## [Objective A]
Check the reflection on Lennon at 85 below against each statement: (i) it says he would lead the protests; (ii) it says he would be eighty-five if alive today; (iii) it says he would be angry at us. Answer yes or no for each, quoting the words that decide it.
## [Objective B]
Print the reflection on Lennon at 85 from "He’d fund the" up to and including "its own heart.".

WWJD@85?

He’d dance. He’d listen.

He’d remind us that peace isn’t preached—it’s practiced.

A reflection on Lennon at 85 and the evolution of his dream.

You Say You Wanna Evolution?

(WWJD@85?)

If John Lennon were alive today, he’d be eighty-five — a man who has earned the right not to march, not to sing, not to explain.

I imagine him walking in Central Park, or in the south of France, or maybe back at Tittenhurst — barefoot in the garden, still laughing with Yoko about the absurdity of it all.

The man who once begged us to give peace a chance would have discovered, at last, that peace is not a slogan but a slow way of living.

He’d fund the protests, not lead them.

Mentor the artists, not manage them.

Speak rarely — but when he did, it would matter.

The only American Beatle, the immigrant who fought for his green card, would still believe in the promise of this country — even as that promise keeps breaking its own heart.

He wouldn’t be disappointed in them — the right, the warmongers, the profiteers.

He’d expect them to behave like that. He always did.

The disappointment would be in us — the dreamers who grew tired, the believers who stopped believing.

I think he’d be disappointed in us, not angry.

Anger was a young man’s tool, a spark to light the movement.

At eighty-five, disappointment would weigh heavier than rage ever did.

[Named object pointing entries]

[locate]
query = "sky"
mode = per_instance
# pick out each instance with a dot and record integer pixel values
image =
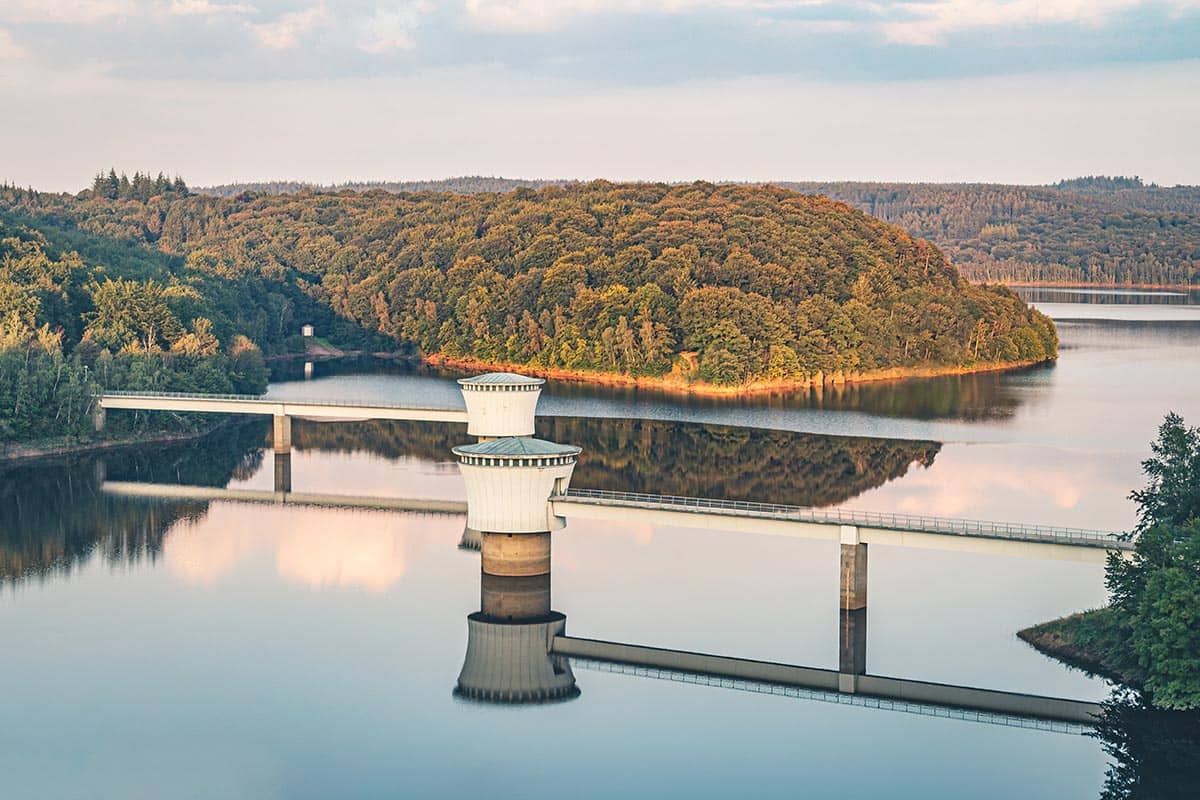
(323, 90)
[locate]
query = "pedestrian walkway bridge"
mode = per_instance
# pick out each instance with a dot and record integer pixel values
(895, 529)
(966, 703)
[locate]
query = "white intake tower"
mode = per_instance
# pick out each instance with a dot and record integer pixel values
(501, 404)
(509, 482)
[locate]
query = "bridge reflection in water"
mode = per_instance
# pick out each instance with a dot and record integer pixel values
(519, 650)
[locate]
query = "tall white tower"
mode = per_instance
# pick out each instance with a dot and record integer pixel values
(501, 404)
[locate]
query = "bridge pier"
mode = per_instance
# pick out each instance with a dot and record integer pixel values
(852, 609)
(853, 570)
(282, 471)
(281, 435)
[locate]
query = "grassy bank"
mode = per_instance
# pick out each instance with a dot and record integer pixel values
(1085, 641)
(679, 384)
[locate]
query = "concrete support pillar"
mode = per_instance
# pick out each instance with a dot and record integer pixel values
(852, 615)
(515, 599)
(853, 570)
(515, 554)
(282, 471)
(282, 434)
(852, 642)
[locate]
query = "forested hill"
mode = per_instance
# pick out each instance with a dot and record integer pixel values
(1093, 229)
(723, 284)
(465, 185)
(1084, 230)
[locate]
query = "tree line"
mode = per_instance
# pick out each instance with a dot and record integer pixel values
(1092, 229)
(727, 284)
(70, 330)
(1096, 229)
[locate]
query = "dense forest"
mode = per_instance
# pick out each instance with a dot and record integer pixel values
(723, 284)
(1085, 230)
(465, 185)
(70, 328)
(1147, 635)
(1093, 229)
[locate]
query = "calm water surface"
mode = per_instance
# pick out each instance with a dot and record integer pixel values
(211, 649)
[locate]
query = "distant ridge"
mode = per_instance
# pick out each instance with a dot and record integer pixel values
(1093, 229)
(462, 185)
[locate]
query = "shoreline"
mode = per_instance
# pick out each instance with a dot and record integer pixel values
(1056, 284)
(1059, 639)
(681, 386)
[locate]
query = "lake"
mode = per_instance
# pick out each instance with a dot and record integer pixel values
(217, 649)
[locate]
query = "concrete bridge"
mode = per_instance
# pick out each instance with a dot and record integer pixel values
(967, 703)
(520, 651)
(211, 493)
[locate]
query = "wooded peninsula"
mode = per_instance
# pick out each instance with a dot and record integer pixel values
(142, 283)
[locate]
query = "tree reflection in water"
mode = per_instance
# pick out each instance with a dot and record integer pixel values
(54, 516)
(1156, 753)
(687, 458)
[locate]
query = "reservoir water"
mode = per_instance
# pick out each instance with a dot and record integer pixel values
(220, 649)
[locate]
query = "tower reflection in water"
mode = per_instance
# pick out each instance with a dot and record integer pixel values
(509, 642)
(510, 638)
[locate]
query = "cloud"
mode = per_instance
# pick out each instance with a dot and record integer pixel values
(390, 28)
(287, 30)
(927, 24)
(9, 48)
(540, 17)
(208, 8)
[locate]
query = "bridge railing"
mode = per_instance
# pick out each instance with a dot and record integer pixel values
(264, 398)
(916, 523)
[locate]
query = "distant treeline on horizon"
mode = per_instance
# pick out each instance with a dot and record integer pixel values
(1092, 229)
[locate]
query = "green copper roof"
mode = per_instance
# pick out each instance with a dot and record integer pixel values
(517, 447)
(501, 378)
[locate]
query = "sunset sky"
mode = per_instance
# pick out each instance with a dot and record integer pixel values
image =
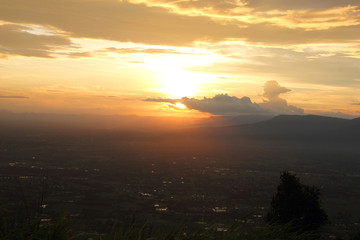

## [Task output A]
(i) No: "He’d fund the protests, not lead them."
(ii) Yes: "If John Lennon were alive today, he’d be eighty-five"
(iii) No: "I think he’d be disappointed in us, not angry."

## [Task output B]
He’d fund the protests, not lead them.

Mentor the artists, not manage them.

Speak rarely — but when he did, it would matter.

The only American Beatle, the immigrant who fought for his green card, would still believe in the promise of this country — even as that promise keeps breaking its own heart.